→ **Exercise requirements**
1. From the article on bypass surgery for chronic total occlusions, retype the passage starting at "An important caveat: It’s" and ending at "of Calgary (Alt.).".
2. Answer these questions using the article on bypass surgery for chronic total occlusions.
(a) What percentage of chronic total occlusions in the series were successfully bypassed?
(b) How many consecutive CABG patients did the study include?
(c) In patients with one or more CTOs, incomplete revascularization was associated with what increase in the risk of operative mortality?
--- Extract ---
AT EUROPCR

PARIS (FRONTLINE MEDICAL NEWS) – Eighty-eight percent of chronic total occlusions (CTOs) in a large series of patients undergoing coronary artery bypass graft surgery were successfully bypassed using arterial conduits with durable patency.

“Bypass graft surgery using arterial grafts is an acceptable modality of treatment for patients with CTOs and perhaps can be a benchmark against which PCI [percutaneous coronary intervention] for CTOs should be measured,” Teresa May Kieser, MD , said at the annual congress of the European Association of Percutaneous Cardiovascular Interventions.

An important caveat: It’s vital that surgeons strive for complete revascularization in these patients. In her study, incomplete revascularization in patients with one or more CTOs was associated with a 2.3-fold increased risk of operative mortality, compared with that of completely revascularized patients with a CTO. In contrast, in patients without CTOs, incomplete revascularization didn’t affect operative mortality.

“We have previously shown in another paper that arterial grafting mitigates the adverse effect of incomplete revascularization,” said Dr. Kieser, a cardiothoracic surgeon at the University of Calgary (Alt.).

In recent years, treatment of CTOs has increasingly drawn the attention of interventional cardiologists. Dr. Kieser presented what she thinks is the first study of coronary artery bypass graft (CABG) surgery for management of CTOs. It included 1,333 consecutive CABG patients with a total of 3,906 bypasses, a whopping 98% of which were arterial grafts, with a mean of 2.9 grafts per patient. Eleven percent of the CABGs were done emergently, 48% urgently, and 41% electively.
--- Dataset entries ---
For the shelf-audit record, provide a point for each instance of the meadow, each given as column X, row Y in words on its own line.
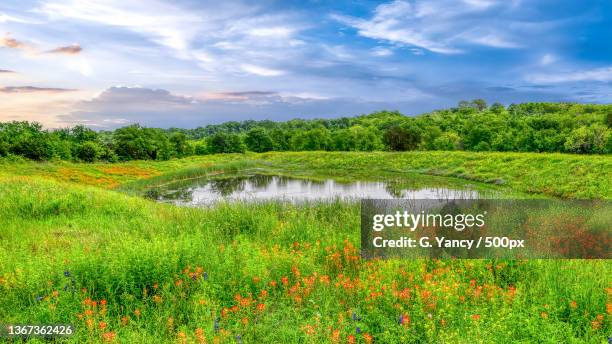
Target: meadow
column 79, row 244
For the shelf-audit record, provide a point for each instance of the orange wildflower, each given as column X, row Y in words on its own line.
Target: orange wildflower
column 109, row 336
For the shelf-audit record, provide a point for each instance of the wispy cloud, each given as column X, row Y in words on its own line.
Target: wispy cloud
column 69, row 50
column 9, row 42
column 118, row 106
column 33, row 89
column 261, row 71
column 597, row 74
column 440, row 26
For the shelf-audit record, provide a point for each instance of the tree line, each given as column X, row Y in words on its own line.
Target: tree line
column 470, row 126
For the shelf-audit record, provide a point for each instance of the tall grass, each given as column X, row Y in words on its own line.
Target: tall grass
column 125, row 269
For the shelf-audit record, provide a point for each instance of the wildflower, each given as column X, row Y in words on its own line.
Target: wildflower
column 109, row 336
column 404, row 320
column 309, row 330
column 199, row 333
column 336, row 336
column 182, row 337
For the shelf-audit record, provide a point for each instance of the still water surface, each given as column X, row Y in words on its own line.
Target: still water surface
column 260, row 187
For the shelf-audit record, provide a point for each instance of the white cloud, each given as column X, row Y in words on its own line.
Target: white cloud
column 548, row 59
column 598, row 74
column 261, row 71
column 5, row 18
column 439, row 26
column 380, row 51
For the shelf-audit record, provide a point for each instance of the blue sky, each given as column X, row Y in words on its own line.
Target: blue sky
---
→ **Expected results**
1.
An important caveat: It’s vital that surgeons strive for complete revascularization in these patients. In her study, incomplete revascularization in patients with one or more CTOs was associated with a 2.3-fold increased risk of operative mortality, compared with that of completely revascularized patients with a CTO. In contrast, in patients without CTOs, incomplete revascularization didn’t affect operative mortality.

“We have previously shown in another paper that arterial grafting mitigates the adverse effect of incomplete revascularization,” said Dr. Kieser, a cardiothoracic surgeon at the University of Calgary (Alt.).

2.
(a) Eighty-eight percent.
(b) 1,333 patients.
(c) A 2.3-fold increase.